Kutipan Dokumen –
□ □ □ □ □ □ □

Mohon tunggu...
Efriza Riza
Efriza Riza Mohon Tunggu... -

Saya adalah Profesional Penulis dan Editor

Selanjutnya

Tutup

Politik

Dorong Partai Mereformasi Diri

12 Oktober 2014   23:30 Diperbarui: 17 Juni 2015   21:19 14
+
Laporkan Konten
Laporkan Akun
Kompasiana adalah platform blog. Konten ini menjadi tanggung jawab bloger dan tidak mewakili pandangan redaksi Kompas.
Lihat foto
Bagikan ide kreativitasmu dalam bentuk konten di Kompasiana | Sumber gambar: Freepik

Oleh: Efriza, Mahasiswa Pascasarjana Ilmu Politik Universitas Nasional (UNAS) Jakarta, dan Penulis Buku PolitikStudi Parlemen Sejarah, Konsep, dan Lanskap Politik Indonesia

Riuh rendah di Gedung Parlemen menjadi perbincangan hangat. Kejenuhan melihat perilaku politisi, berdampak terhadap politik dan sebagai ilmu pengetahuan. Politik selalu dimaknai buruk, kotor, dan hanya tentang kekuasaan belaka. Padahal kekuasaan hanya bagian kecil saja dari objek politik.

Objek politik yang kita diskusikan terkait Negara dalam hubungan Penguasa dan Rakyat adalah Proses Pembuatan Keputusan. Proses Pembuatan Keputusan dari Penguasa untuk Rakyat, dari Output menjadi Input. Input ini bisa dilakukan oleh Rakyat langsung maupun melalui Wakil Rakyat. Segera dicatat, Wakil Rakyat hanya sebagian saja dari kewenangan rakyat yang diberikan kepada mereka.

□ □ □ □ □ □ □

Data Hasil Ekstraksi –
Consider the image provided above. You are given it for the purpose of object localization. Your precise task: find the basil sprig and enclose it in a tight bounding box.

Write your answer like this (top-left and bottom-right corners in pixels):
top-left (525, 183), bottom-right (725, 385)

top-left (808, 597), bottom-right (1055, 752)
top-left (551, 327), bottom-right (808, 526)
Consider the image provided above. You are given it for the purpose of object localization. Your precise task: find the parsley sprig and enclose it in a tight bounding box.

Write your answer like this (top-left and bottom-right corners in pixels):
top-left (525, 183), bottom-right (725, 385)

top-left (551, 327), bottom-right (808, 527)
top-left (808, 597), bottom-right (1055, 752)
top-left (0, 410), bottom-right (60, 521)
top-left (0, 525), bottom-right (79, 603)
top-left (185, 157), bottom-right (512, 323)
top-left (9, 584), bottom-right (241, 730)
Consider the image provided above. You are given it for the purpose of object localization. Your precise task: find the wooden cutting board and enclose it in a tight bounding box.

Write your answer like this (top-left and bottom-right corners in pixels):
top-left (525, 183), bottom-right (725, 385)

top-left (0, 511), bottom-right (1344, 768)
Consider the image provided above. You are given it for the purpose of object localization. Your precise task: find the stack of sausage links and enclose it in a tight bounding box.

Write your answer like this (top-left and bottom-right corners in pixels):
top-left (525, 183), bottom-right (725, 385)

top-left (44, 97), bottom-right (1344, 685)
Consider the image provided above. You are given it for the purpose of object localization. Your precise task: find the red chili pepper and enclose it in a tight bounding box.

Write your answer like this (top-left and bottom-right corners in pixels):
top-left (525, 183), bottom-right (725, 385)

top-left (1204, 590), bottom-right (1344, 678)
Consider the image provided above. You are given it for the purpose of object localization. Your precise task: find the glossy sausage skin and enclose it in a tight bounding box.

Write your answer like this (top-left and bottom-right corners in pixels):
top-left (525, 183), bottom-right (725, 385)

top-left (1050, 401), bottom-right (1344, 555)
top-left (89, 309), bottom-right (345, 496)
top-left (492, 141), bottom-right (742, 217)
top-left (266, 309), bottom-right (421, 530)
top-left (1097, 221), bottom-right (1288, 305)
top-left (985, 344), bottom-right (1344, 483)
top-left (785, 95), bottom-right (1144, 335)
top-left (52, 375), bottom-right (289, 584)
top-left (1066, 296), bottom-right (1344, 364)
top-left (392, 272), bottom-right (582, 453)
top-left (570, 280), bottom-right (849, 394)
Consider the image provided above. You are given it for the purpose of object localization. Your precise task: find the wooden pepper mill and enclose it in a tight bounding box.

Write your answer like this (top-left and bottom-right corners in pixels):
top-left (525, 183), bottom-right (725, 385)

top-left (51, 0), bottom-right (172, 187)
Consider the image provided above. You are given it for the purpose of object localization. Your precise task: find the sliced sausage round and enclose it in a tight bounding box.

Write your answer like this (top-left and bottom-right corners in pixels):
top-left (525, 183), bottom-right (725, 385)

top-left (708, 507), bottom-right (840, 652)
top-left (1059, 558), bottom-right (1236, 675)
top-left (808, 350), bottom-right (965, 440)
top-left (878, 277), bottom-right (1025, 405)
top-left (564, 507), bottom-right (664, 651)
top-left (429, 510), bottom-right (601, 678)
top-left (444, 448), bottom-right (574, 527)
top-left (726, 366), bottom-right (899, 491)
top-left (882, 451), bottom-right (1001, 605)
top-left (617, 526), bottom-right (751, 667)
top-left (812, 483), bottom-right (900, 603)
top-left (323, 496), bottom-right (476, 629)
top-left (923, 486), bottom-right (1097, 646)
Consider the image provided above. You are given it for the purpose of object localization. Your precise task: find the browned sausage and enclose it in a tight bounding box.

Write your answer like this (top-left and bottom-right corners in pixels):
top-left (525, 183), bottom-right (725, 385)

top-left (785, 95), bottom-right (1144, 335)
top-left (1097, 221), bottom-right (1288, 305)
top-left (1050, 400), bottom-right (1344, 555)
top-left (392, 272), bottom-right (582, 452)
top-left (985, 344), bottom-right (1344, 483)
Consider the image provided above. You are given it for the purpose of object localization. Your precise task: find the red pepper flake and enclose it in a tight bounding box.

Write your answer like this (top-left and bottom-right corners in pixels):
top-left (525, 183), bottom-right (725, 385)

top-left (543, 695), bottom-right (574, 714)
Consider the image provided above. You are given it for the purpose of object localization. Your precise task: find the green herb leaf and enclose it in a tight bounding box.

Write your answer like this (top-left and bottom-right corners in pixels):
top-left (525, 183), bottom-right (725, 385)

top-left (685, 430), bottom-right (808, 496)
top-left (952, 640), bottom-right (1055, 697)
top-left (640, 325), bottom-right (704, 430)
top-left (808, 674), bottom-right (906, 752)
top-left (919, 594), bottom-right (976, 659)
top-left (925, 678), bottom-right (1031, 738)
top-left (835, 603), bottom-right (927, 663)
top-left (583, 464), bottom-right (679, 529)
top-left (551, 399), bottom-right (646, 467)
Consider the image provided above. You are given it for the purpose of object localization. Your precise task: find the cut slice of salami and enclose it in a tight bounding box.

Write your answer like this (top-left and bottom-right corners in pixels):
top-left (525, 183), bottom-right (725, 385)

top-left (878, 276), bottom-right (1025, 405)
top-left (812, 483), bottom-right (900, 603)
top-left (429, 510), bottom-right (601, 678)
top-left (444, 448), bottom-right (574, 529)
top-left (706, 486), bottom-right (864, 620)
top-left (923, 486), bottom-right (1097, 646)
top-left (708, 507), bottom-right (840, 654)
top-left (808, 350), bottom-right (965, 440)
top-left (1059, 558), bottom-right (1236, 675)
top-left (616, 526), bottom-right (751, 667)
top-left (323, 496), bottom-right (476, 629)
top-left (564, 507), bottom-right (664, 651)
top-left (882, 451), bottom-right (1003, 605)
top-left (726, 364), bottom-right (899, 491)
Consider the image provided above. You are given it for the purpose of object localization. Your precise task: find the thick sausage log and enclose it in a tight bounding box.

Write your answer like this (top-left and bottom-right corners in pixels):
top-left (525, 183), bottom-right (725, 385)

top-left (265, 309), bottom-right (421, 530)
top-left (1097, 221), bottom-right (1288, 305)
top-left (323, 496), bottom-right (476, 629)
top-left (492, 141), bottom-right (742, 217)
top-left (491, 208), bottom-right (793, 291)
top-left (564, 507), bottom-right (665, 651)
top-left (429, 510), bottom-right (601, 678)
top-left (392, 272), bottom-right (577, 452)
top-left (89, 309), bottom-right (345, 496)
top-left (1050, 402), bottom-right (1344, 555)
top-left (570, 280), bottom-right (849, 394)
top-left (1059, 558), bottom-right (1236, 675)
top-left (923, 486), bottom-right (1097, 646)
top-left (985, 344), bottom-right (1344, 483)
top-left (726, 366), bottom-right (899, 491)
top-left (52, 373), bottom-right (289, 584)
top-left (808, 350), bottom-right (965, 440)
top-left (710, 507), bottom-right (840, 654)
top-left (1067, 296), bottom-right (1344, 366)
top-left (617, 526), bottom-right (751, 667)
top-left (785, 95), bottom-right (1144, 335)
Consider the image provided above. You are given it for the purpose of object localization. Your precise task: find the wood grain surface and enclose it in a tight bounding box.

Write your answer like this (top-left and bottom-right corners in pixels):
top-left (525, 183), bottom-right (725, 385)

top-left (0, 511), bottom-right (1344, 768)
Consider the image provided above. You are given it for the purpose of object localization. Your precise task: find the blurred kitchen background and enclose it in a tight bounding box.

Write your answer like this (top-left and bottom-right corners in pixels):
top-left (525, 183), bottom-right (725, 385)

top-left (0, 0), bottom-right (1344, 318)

□ □ □ □ □ □ □

Soal Latihan –
A: Menurut artikel tentang dorongan agar partai mereformasi diri, apa objek politik yang dibahas terkait negara dalam hubungan penguasa dan rakyat?
B: Salin tanpa perubahan bagian artikel tentang dorongan agar partai mereformasi diri, mulai dari kata-kata "Objek politik yang" dan berakhir pada kata-kata "diberikan kepada mereka.".
C: Teruskan artikel tentang dorongan agar partai mereformasi diri, dimulai tepat setelah kalimat terakhirnya.
Entri-entri tersebut merupakan bahan tersendiri yang tidak berkaitan dengan artikel.

Jawaban Tiap Soal –
A: Proses Pembuatan Keputusan.

B:
Objek politik yang kita diskusikan terkait Negara dalam hubungan Penguasa dan Rakyat adalah Proses Pembuatan Keputusan. Proses Pembuatan Keputusan dari Penguasa untuk Rakyat, dari Output menjadi Input. Input ini bisa dilakukan oleh Rakyat langsung maupun melalui Wakil Rakyat. Segera dicatat, Wakil Rakyat hanya sebagian saja dari kewenangan rakyat yang diberikan kepada mereka.

C:
Lembaga Perwakilan memang sudah menjadi pilihan oleh karena perkembangan penduduk yang sangat cepat, semakin sulit dan rumitnya penanganan terhadap masalah politik dan kenegaraan, serta kemajuan ilmu dan teknologi adalah merupakan persoalan yang menjadi kendala untuk melaksanakan demokrasi langsung pada era globalisasi sekarang.

Konsep ini tentu dipahami Politisi tetapi ironi mereka tak bisa bekerja untuk rakyat kecuali mengatasnamakan rakyat. Problematika sistem perwakilan kita adalah pada Elite partai. Mereka (elit) sebagai Aktor telah merusak kesisteman yang dibangun bahkan elit partai juga merusak pula partai sebagai pilar dari demokrasi. Kekacauan demi kekacauan saling melengkapi. Mengapa hal itu dapat terjadi? Bagaimana menyelesaikan problema ini?

Akar Masalah

Elit partai telah mengakali konstitusi. Wakil Rakyat yang secara personal sejatinya mempunyai kekuasaan besar, bahkan diatur dengan tegas dalam UUD 1945, harus terpenjara oleh kepentingan partai. Makna Daulat Rakyat-Daulat Wakil hilang.

Ini terjadi karena keberadaan Fraksi. Istilah Fraksi tidak dikenal sama sekali dalam UUD 1945, fraksi hadir di parlemen melalui UU mengenai pengaturan kelembagaan Parlemen inilah trik partai mengakali konstitusi. Tanpa sadar Wakil Rakyat melupakan eksistensi diri mereka secara personal yang dijamin oleh Konstitusi Pasal 20A ayat (3) “…setiap anggota DPR mempunyai hak mengajukan pertanyaan, menyampaikan usul dan pendapat serta hak imunitas;” dan Pasal 1 ayat (2) “Kedaulatan berada di tangan rakyat dan dilakukan menurut UUD.”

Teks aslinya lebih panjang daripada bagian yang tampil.